DIRECTIONS
Rewrite the items below, switching every "JSON list" to "JSON array" and leaving all other text unchanged. Leave the pictures out of your output.

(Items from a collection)
— start —

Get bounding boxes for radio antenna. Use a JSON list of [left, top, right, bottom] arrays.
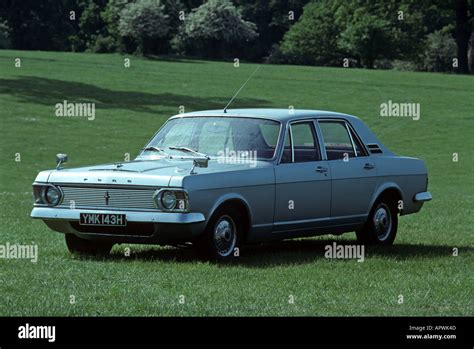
[[224, 65, 261, 113]]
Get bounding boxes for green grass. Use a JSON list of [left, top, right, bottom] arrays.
[[0, 51, 474, 316]]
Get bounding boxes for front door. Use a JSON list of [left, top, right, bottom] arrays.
[[274, 120, 331, 232]]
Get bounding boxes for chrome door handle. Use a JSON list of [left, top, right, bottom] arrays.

— end —

WRITTEN REPLY
Get bounding boxes for radio antenna. Use a JSON array of [left, top, right, bottom] arrays.
[[224, 65, 261, 113]]
Get bounding boxes for green grass. Use a JSON array of [left, top, right, bottom] arrays.
[[0, 51, 474, 316]]
Get bounding boxes for front door. Use a JSON array of [left, top, right, bottom] arrays.
[[274, 120, 331, 232]]
Get bounding boxes for chrome door handle. Use a JSON array of [left, top, right, bottom] arrays.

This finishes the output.